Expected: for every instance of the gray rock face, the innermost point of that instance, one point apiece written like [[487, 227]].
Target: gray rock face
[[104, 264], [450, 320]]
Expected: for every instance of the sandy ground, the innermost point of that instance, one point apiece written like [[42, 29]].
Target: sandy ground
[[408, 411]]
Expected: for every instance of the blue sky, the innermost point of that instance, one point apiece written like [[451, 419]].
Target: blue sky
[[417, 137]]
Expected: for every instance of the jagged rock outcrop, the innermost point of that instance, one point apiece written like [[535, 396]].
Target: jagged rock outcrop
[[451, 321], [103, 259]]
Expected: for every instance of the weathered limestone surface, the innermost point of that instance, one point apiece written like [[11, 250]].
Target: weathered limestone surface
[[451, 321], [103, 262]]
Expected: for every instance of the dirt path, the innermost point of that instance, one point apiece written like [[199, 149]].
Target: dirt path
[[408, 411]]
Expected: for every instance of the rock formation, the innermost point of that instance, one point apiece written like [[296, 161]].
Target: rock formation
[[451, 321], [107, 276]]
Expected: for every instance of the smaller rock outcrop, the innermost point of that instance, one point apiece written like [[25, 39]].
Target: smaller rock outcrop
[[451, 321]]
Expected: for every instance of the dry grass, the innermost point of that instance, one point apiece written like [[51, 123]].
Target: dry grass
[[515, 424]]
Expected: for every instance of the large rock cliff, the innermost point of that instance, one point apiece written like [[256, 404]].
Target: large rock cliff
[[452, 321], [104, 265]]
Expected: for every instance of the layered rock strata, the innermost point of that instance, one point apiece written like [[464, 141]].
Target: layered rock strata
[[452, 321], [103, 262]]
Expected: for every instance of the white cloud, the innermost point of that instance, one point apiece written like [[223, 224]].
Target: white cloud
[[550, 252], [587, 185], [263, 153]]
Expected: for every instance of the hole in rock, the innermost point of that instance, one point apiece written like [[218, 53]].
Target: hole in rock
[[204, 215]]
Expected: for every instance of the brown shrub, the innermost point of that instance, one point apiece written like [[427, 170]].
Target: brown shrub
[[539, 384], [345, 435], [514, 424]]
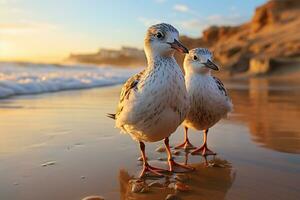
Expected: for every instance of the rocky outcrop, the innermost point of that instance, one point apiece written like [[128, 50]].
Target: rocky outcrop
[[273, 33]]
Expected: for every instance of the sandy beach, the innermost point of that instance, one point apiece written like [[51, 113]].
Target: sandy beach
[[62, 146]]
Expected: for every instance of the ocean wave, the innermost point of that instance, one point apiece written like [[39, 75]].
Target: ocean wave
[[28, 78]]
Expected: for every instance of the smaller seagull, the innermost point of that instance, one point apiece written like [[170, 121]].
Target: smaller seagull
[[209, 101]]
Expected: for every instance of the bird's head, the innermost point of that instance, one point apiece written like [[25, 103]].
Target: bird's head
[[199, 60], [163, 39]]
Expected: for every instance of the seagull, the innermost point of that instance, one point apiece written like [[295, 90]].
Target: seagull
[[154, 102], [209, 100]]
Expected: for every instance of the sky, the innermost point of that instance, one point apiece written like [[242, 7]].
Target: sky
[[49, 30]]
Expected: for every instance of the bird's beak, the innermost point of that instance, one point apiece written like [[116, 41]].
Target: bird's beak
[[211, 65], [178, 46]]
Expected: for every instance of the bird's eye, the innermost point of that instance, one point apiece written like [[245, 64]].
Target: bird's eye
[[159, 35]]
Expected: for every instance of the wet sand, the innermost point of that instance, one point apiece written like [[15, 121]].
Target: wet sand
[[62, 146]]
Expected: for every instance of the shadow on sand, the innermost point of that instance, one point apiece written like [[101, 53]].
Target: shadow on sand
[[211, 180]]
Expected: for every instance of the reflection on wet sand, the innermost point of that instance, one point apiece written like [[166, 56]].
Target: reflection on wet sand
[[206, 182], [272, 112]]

==

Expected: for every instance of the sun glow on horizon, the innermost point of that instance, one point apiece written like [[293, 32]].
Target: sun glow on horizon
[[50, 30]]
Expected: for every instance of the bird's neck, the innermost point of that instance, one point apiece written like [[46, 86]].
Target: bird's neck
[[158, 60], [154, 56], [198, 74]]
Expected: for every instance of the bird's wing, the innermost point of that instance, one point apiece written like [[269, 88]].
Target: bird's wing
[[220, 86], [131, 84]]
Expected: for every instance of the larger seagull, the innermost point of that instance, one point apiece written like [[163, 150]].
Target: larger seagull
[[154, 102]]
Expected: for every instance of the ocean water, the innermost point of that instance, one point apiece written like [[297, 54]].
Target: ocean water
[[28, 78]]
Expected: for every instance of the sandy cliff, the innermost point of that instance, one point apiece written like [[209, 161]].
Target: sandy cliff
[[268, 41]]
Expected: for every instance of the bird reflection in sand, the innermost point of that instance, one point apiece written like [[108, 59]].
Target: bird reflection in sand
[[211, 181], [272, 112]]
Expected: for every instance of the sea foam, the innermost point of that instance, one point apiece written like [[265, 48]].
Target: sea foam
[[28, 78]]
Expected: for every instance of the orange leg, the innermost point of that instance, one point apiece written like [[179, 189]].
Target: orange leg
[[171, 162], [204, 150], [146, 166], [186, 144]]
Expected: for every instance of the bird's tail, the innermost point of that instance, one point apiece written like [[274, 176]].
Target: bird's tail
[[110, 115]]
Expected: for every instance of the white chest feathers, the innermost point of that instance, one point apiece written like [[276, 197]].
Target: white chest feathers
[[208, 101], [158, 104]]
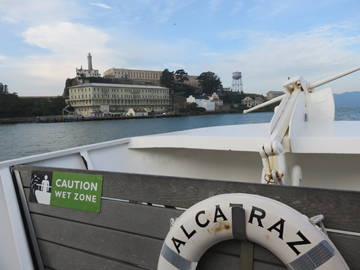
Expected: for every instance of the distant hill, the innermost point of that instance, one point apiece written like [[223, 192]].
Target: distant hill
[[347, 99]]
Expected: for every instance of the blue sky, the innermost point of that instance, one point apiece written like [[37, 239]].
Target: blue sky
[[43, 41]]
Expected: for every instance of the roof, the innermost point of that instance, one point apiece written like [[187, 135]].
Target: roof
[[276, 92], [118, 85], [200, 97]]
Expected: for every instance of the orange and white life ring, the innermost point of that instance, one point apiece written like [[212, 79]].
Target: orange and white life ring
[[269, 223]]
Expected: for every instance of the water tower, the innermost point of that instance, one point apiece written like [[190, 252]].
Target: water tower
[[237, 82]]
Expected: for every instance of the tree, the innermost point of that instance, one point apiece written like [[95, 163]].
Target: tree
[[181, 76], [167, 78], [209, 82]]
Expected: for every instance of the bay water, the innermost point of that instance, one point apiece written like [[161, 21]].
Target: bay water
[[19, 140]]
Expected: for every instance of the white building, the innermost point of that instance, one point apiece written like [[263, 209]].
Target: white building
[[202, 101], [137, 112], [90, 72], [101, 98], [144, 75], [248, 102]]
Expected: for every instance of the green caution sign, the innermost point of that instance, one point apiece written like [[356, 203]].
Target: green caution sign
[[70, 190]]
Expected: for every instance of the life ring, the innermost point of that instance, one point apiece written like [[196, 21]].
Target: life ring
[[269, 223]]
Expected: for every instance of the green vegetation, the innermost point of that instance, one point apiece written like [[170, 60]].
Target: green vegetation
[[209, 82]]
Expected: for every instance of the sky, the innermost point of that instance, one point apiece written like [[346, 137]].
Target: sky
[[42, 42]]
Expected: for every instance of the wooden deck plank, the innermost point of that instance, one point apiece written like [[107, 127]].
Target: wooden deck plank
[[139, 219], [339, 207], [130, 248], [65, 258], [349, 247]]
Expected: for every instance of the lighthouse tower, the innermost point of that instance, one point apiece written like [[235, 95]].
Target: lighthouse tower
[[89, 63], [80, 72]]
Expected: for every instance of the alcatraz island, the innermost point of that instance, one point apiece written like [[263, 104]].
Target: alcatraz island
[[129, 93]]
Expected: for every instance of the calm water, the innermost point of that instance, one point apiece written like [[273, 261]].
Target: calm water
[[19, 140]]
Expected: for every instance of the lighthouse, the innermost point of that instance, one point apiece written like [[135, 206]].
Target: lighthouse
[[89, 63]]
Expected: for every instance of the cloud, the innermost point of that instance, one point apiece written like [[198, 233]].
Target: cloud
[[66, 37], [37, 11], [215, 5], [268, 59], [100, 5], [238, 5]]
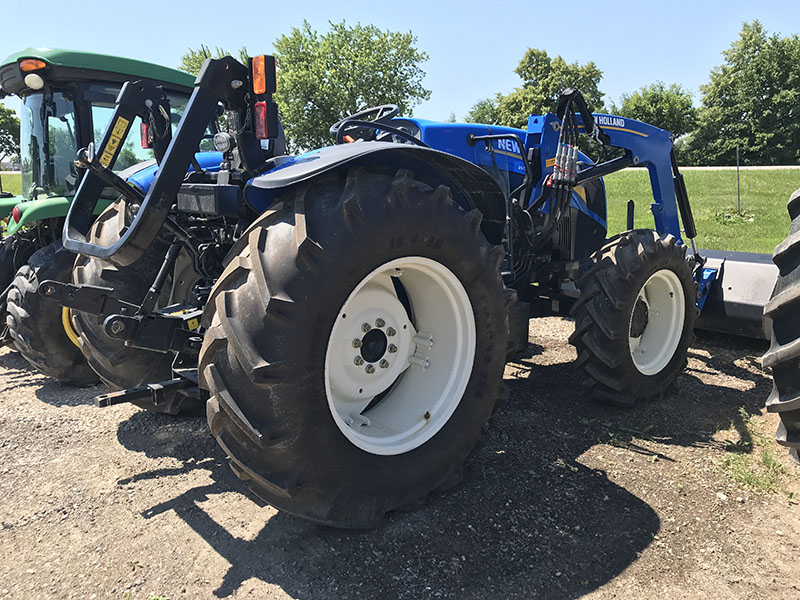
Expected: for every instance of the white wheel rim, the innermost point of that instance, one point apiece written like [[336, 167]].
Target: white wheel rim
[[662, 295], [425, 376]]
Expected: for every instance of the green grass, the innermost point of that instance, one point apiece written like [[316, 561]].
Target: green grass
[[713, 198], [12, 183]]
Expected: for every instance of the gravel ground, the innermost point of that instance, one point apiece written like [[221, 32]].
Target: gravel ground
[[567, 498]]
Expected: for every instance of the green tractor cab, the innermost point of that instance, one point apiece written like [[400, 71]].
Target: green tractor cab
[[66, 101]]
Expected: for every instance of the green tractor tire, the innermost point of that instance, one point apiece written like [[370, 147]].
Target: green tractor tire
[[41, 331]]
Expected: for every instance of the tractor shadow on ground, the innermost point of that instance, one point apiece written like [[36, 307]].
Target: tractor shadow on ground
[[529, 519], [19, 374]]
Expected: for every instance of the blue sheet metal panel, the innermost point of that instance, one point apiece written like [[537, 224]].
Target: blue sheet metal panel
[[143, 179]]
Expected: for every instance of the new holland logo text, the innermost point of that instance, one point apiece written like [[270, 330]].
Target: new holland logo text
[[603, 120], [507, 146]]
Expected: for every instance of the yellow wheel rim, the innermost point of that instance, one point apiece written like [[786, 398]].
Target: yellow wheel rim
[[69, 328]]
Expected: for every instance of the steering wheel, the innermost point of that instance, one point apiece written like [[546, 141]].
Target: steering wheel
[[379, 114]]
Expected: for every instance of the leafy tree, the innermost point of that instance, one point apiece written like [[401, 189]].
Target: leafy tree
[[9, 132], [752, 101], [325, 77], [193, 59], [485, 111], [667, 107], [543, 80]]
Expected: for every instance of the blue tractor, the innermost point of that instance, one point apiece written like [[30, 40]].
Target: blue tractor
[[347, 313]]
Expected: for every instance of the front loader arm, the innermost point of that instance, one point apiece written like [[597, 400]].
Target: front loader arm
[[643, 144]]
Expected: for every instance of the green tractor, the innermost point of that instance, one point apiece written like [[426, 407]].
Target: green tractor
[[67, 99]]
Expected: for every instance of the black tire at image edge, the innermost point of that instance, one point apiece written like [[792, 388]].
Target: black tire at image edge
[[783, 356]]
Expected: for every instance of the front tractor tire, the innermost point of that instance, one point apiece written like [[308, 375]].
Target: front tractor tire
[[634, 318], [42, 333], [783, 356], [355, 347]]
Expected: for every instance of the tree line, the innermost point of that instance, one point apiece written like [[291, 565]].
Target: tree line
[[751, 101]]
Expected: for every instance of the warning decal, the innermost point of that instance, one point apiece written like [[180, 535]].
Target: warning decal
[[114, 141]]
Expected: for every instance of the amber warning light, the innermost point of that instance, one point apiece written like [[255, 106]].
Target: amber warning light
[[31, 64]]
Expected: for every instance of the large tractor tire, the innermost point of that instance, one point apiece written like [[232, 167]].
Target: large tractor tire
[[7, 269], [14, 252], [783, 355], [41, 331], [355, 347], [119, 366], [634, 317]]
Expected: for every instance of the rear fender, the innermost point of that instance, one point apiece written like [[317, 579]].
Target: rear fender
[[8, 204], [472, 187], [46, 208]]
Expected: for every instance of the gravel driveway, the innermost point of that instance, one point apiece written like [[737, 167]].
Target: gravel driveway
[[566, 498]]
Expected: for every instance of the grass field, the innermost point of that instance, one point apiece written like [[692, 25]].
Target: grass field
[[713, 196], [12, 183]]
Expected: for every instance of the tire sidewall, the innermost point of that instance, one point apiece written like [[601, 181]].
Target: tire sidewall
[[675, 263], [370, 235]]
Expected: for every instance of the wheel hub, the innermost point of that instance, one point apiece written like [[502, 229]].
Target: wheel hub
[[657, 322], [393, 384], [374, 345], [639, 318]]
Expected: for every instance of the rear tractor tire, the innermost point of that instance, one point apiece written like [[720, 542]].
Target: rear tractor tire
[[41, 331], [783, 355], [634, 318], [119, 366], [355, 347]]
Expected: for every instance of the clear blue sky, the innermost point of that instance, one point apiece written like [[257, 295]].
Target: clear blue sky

* * *

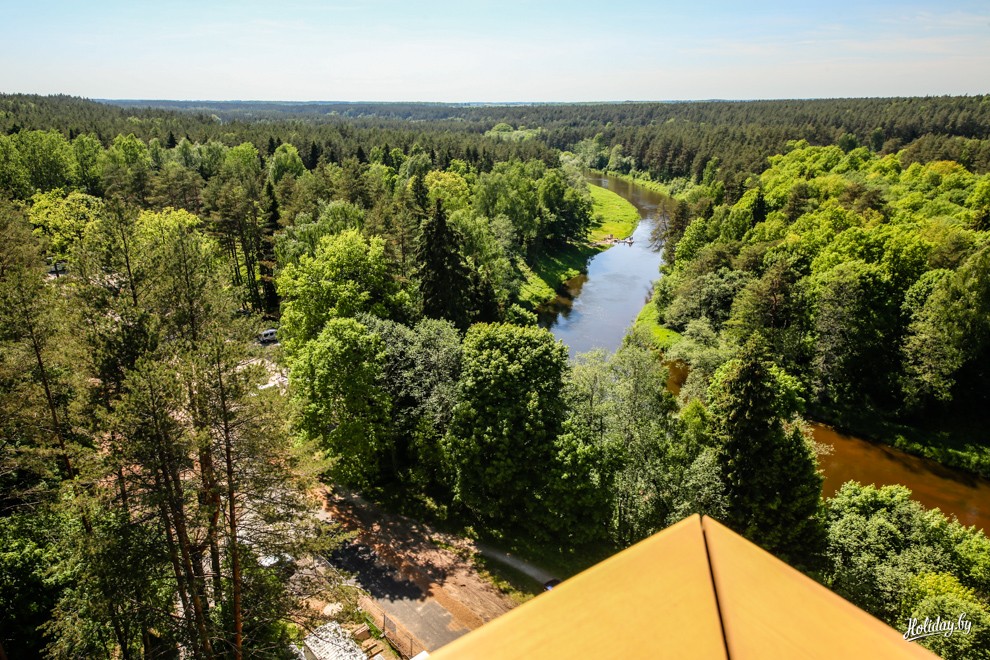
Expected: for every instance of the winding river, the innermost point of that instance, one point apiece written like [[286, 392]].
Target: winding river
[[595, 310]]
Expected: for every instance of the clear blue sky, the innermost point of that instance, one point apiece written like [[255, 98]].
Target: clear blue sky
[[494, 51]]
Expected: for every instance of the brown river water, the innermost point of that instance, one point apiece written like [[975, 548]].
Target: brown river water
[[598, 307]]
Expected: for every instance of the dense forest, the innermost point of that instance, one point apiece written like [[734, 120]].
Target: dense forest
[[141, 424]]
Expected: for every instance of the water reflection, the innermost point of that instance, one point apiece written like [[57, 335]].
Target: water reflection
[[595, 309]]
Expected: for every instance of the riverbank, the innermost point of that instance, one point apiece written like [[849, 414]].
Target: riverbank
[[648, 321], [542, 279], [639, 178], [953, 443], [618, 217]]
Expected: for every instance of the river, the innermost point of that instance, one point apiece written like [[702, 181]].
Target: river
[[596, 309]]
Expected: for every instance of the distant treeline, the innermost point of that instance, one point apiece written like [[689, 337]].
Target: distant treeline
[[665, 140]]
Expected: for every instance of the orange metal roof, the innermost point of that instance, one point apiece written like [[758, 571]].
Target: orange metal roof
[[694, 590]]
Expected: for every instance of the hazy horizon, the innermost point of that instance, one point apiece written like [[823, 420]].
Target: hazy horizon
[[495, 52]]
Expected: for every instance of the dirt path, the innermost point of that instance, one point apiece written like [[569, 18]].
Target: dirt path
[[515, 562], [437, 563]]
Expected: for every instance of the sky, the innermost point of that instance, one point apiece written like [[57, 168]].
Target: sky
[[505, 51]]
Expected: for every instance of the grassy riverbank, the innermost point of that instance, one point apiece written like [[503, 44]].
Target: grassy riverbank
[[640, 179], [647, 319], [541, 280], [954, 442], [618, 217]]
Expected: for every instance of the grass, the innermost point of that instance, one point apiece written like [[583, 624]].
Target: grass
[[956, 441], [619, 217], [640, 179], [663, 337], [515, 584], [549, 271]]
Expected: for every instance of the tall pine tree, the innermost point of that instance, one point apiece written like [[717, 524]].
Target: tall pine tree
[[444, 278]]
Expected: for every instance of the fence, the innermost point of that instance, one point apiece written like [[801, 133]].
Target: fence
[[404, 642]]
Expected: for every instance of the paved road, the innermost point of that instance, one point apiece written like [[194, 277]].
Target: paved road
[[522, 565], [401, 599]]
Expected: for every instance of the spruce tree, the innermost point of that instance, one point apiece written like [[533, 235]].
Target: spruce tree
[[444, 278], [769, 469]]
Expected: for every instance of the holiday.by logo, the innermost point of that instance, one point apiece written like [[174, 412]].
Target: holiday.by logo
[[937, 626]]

# [Stated exercise]
In the data between the lines holding "Expected: for every instance of the lighthouse, the" and "5], [238, 5]]", inclusive, change "cloud" to "fog bank" and leave everything else as is. Give only those lines.

# [Task output]
Expected: for every instance of the lighthouse, the innermost point of that instance, one point apiece written like [[135, 206]].
Target: lighthouse
[[89, 63]]
Expected: for every instance of the fog bank, the innermost point of that instance, one point apiece written like [[198, 233]].
Target: fog bank
[[66, 37], [37, 11], [215, 5], [268, 59], [100, 5], [238, 5]]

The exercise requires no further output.